• [Work to complete]: Reproduce the records as a Markdown table with the columns "Row" and "Text", starting at the line that contains "table shown above." and ending at the line that contains "Target: grey t-shirt", both included. Give each line its own row, number the rows in order, and omit blank lines.

• [Records shown]:

····················

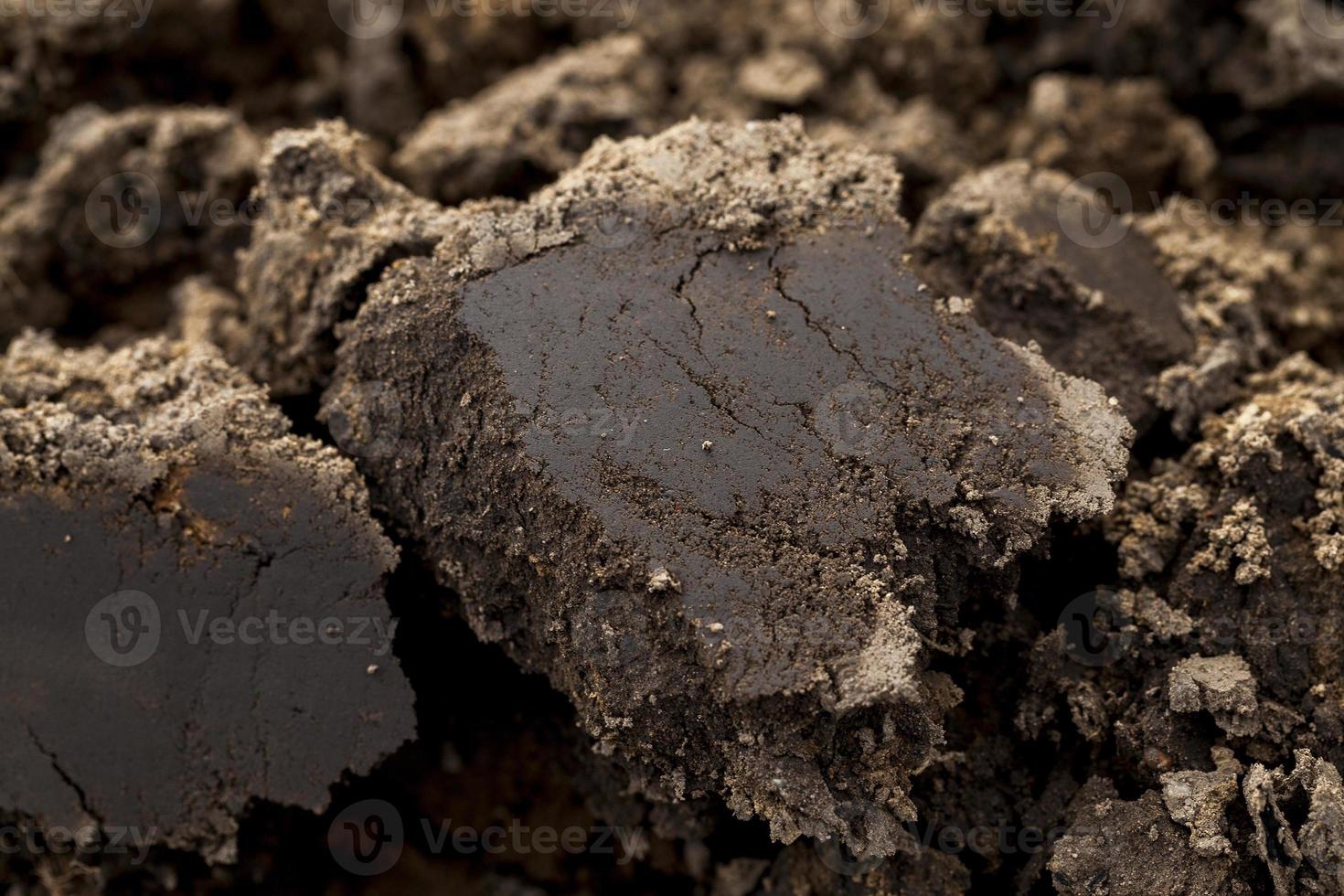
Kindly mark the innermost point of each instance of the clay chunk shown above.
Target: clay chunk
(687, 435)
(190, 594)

····················

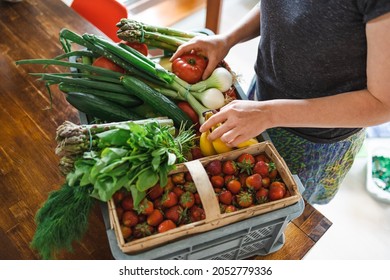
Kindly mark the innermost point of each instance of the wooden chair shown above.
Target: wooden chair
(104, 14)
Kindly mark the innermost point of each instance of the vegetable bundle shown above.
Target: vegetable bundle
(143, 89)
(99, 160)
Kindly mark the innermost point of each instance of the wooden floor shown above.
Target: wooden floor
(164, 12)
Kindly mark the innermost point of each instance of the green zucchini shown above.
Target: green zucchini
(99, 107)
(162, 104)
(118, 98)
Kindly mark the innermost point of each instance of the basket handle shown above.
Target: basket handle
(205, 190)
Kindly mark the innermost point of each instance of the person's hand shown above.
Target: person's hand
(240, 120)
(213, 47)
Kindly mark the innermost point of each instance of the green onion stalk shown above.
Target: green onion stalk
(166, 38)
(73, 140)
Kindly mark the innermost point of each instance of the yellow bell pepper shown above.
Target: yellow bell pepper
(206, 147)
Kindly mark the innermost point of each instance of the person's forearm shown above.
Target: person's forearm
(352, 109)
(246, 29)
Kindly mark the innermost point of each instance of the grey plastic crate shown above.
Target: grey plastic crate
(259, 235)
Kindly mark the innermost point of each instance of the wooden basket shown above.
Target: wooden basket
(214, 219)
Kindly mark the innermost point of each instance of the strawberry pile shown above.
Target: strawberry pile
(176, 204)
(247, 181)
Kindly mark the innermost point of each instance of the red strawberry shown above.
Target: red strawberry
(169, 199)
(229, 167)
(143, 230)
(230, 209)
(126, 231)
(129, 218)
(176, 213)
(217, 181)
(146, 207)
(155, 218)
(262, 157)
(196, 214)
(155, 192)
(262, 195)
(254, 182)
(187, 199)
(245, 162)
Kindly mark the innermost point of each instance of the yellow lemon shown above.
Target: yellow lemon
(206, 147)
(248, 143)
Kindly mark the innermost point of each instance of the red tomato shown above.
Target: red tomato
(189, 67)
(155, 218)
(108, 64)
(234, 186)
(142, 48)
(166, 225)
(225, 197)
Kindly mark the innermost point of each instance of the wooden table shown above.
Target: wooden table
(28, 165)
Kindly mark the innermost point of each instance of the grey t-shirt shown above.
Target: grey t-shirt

····················

• [Task answer]:
| Row | Text |
|---|---|
| 1 | Kindly mark the innermost point of each instance of the wooden table shown above. |
| 2 | Target: wooden table |
| 3 | (28, 165) |
| 4 | Kindly mark the innermost point of each instance of the grey t-shirt shown above. |
| 5 | Target: grey t-shirt |